++++ Data extract
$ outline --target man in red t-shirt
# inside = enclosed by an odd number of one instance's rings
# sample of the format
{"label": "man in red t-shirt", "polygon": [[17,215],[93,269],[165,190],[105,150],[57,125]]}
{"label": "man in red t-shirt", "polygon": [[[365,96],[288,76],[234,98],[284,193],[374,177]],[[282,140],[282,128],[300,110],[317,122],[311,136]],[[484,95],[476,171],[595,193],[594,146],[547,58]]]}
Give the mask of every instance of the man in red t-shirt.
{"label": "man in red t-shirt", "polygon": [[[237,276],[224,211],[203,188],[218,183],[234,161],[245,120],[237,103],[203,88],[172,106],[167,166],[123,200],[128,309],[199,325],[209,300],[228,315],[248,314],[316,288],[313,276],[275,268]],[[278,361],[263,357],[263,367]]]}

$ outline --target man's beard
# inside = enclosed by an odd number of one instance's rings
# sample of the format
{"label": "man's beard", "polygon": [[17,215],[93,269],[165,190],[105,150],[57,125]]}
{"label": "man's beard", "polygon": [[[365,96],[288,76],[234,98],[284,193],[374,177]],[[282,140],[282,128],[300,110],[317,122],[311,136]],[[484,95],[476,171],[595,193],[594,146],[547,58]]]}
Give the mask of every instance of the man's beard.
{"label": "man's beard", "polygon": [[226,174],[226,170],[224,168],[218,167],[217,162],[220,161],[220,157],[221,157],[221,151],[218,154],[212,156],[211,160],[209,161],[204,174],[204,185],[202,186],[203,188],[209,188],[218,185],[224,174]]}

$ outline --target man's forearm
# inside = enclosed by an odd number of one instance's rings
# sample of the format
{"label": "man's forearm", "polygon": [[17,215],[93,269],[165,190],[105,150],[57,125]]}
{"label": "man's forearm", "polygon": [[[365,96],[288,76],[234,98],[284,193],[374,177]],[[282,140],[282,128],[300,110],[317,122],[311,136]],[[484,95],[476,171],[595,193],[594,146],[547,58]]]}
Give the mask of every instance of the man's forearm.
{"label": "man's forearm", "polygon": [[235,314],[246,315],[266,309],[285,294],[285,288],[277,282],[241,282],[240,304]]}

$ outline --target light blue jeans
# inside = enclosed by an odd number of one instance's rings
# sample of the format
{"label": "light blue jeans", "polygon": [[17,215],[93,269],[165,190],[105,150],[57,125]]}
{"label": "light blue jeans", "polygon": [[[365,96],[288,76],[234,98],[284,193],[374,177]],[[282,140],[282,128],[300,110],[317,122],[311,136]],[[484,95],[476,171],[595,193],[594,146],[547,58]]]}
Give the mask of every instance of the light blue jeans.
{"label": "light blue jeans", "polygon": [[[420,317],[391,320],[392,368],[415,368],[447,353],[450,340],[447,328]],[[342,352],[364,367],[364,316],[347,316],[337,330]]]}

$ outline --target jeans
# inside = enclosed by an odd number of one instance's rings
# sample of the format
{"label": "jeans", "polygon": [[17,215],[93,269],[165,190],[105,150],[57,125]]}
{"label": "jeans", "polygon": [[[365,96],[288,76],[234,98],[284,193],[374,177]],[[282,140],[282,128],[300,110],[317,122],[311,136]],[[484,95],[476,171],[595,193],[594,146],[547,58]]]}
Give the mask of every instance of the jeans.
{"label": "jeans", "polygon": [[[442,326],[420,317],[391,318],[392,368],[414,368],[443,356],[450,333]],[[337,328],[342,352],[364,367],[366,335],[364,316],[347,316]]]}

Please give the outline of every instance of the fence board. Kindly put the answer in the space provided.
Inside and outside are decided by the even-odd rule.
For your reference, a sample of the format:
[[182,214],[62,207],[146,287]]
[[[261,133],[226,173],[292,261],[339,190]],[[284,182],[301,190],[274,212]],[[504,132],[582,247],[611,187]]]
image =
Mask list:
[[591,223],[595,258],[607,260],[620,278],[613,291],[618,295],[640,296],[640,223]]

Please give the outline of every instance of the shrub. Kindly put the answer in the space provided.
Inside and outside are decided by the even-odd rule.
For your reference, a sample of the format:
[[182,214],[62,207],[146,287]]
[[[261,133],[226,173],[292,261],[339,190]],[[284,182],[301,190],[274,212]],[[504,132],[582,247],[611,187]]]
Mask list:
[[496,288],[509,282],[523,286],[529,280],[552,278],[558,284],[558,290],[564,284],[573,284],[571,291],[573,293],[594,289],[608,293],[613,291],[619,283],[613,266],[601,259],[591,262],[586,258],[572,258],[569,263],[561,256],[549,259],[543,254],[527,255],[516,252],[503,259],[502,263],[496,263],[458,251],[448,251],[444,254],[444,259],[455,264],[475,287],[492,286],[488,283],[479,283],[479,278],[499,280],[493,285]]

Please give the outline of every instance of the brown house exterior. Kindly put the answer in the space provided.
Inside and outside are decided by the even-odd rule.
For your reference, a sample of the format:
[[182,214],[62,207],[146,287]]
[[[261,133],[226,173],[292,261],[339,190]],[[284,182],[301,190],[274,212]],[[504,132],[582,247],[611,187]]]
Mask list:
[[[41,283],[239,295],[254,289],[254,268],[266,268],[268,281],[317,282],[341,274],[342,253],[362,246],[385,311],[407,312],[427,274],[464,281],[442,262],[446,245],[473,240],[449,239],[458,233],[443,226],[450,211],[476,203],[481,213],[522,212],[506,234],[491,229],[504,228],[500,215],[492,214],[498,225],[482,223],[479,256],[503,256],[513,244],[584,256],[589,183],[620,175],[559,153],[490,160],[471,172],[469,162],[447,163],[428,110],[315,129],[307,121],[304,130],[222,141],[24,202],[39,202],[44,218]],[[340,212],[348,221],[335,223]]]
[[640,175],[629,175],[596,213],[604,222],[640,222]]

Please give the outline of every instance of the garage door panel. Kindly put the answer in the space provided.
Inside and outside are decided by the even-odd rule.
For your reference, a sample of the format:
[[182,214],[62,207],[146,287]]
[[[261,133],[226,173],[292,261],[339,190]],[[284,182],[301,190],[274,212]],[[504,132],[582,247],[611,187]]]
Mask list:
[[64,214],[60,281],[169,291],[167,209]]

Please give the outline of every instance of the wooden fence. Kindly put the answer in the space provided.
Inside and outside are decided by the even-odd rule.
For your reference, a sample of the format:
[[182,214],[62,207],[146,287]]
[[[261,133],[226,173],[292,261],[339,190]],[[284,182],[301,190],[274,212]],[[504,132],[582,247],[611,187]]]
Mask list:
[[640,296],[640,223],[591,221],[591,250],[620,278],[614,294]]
++++++++
Copy the data above exactly. Every line must be included.

$ outline --target man in red t-shirt
# inside = enclosed by an odd number of one instance's rings
# sample of the format
{"label": "man in red t-shirt", "polygon": [[17,215],[93,269],[165,190],[105,150],[57,125]]}
{"label": "man in red t-shirt", "polygon": [[[365,96],[288,76],[234,98],[284,193],[374,177]],[[282,140],[282,128],[300,110],[317,122],[311,136]],[[484,95],[476,171],[595,193],[594,146],[547,58]]]}
Give the mask of every instance of the man in red t-shirt.
{"label": "man in red t-shirt", "polygon": [[[237,276],[224,211],[203,188],[218,183],[234,161],[245,120],[237,103],[203,88],[172,106],[167,166],[123,200],[128,309],[199,325],[209,300],[228,315],[248,314],[316,288],[313,276],[275,268]],[[278,361],[263,357],[263,367]]]}

$ outline --target man's beard
# inside = enclosed by an odd number of one instance's rings
# sample of the format
{"label": "man's beard", "polygon": [[17,215],[93,269],[165,190],[105,150],[57,125]]}
{"label": "man's beard", "polygon": [[[365,96],[288,76],[234,98],[284,193],[374,177]],[[282,140],[282,128],[300,110],[317,122],[311,136]],[[484,95],[476,171],[595,193],[594,146],[547,58]]]}
Give the mask of every instance of the man's beard.
{"label": "man's beard", "polygon": [[226,174],[226,170],[224,168],[218,167],[217,162],[220,161],[220,157],[221,157],[221,151],[218,154],[212,156],[211,160],[209,161],[204,174],[204,185],[202,186],[203,188],[209,188],[218,185],[224,174]]}

$ outline --target man's forearm
# inside = enclosed by an odd number of one instance's rings
# sample of the format
{"label": "man's forearm", "polygon": [[17,215],[93,269],[165,190],[105,150],[57,125]]}
{"label": "man's forearm", "polygon": [[[365,96],[288,76],[234,98],[284,193],[374,177]],[[282,140],[282,128],[300,110],[317,122],[311,136]],[[484,95],[476,171],[595,193],[594,146],[547,58]]]}
Give the mask of every instance of the man's forearm.
{"label": "man's forearm", "polygon": [[235,314],[246,315],[266,309],[285,294],[285,288],[277,282],[241,282],[240,304]]}

$ outline --target light blue jeans
# inside = enclosed by an odd number of one instance's rings
# sample of the format
{"label": "light blue jeans", "polygon": [[17,215],[93,269],[165,190],[105,150],[57,125]]}
{"label": "light blue jeans", "polygon": [[[365,96],[288,76],[234,98],[284,193],[374,177]],[[282,140],[282,128],[300,110],[317,122],[311,136]],[[484,95],[476,171],[595,193],[594,146],[547,58]]]}
Give the mask of every instance of the light blue jeans.
{"label": "light blue jeans", "polygon": [[[420,317],[391,320],[392,368],[415,368],[447,353],[450,340],[447,328]],[[342,352],[364,367],[364,316],[347,316],[337,330]]]}

$ outline --target jeans
# inside = enclosed by an odd number of one instance's rings
# sample of the format
{"label": "jeans", "polygon": [[17,215],[93,269],[165,190],[105,150],[57,125]]}
{"label": "jeans", "polygon": [[[365,96],[288,76],[234,98],[284,193],[374,177]],[[282,140],[282,128],[300,110],[317,122],[311,136]],[[484,95],[476,171],[595,193],[594,146],[547,58]]]}
Give the mask of every instance of the jeans.
{"label": "jeans", "polygon": [[[442,326],[420,317],[391,318],[392,368],[414,368],[443,356],[450,333]],[[337,328],[342,352],[364,367],[366,335],[364,316],[347,316]]]}

Please give the outline of every instance of the fence board. Kindly put the answer in the space provided.
Inside and outside are decided by the even-odd rule.
For your reference, a sample of the format:
[[182,214],[62,207],[146,287]]
[[[261,133],[226,173],[292,261],[339,190]],[[284,182],[301,190],[274,212]],[[504,132],[582,247],[611,187]]]
image =
Mask list:
[[591,223],[595,258],[607,260],[620,278],[613,291],[618,295],[640,296],[640,223]]

Please give the outline of every instance of the shrub. Kindly put the answer in the space provided.
Inside and outside are decided by the even-odd rule.
For your reference, a sample of the format:
[[182,214],[62,207],[146,287]]
[[[261,133],[226,173],[292,261],[339,190]],[[284,182],[301,190],[274,212]],[[504,132],[582,247],[611,187]]]
Mask list:
[[496,288],[509,282],[523,286],[529,280],[552,278],[558,284],[558,290],[564,284],[573,284],[571,291],[573,293],[594,289],[608,293],[613,291],[619,283],[613,266],[601,259],[591,262],[586,258],[572,258],[569,263],[561,256],[549,259],[543,254],[527,255],[516,252],[503,259],[502,263],[496,263],[458,251],[448,251],[444,254],[444,259],[455,264],[475,287],[492,286],[488,283],[479,283],[479,278],[499,280],[493,285]]

Please give the outline of every instance of the brown house exterior. Kindly put the answer in the space provided.
Inside and outside are decided by the even-odd rule.
For your reference, a sample of the format:
[[182,214],[62,207],[146,287]]
[[[261,133],[226,173],[292,261],[339,190]],[[284,182],[301,190],[274,212]],[[504,132],[582,247],[611,187]]]
Mask list:
[[[41,283],[239,295],[254,289],[254,268],[266,268],[268,281],[317,282],[341,274],[342,253],[362,246],[385,311],[407,312],[427,274],[464,281],[442,262],[446,245],[473,240],[449,239],[458,233],[443,226],[450,211],[476,203],[481,213],[522,212],[506,234],[491,229],[504,228],[500,215],[492,214],[498,225],[482,223],[479,256],[503,256],[513,244],[584,256],[589,183],[620,175],[559,153],[490,160],[471,172],[469,162],[447,163],[428,110],[315,129],[307,121],[304,130],[222,141],[24,202],[39,202],[44,218]],[[340,212],[348,221],[335,223]]]
[[640,175],[629,175],[596,213],[604,222],[640,222]]

Please give the outline of every instance of the garage door panel. Kindly put the answer in the space provided.
Inside and outside are decided by the even-odd rule.
For your reference, a sample of the format:
[[182,214],[62,207],[146,287]]
[[[261,133],[226,173],[292,261],[339,190]],[[284,182],[301,190],[274,212]],[[504,132],[582,247],[611,187]]]
Mask list:
[[64,214],[60,281],[169,291],[167,209]]

Please give the outline of every instance of the wooden fence. Kindly put the answer in the space provided.
Inside and outside are decided by the even-odd rule.
For your reference, a sample of the format:
[[182,214],[62,207],[146,287]]
[[[261,133],[226,173],[292,261],[339,190]],[[284,182],[301,190],[274,212]],[[504,132],[582,247],[611,187]]]
Mask list:
[[640,296],[640,223],[591,221],[591,250],[620,278],[614,294]]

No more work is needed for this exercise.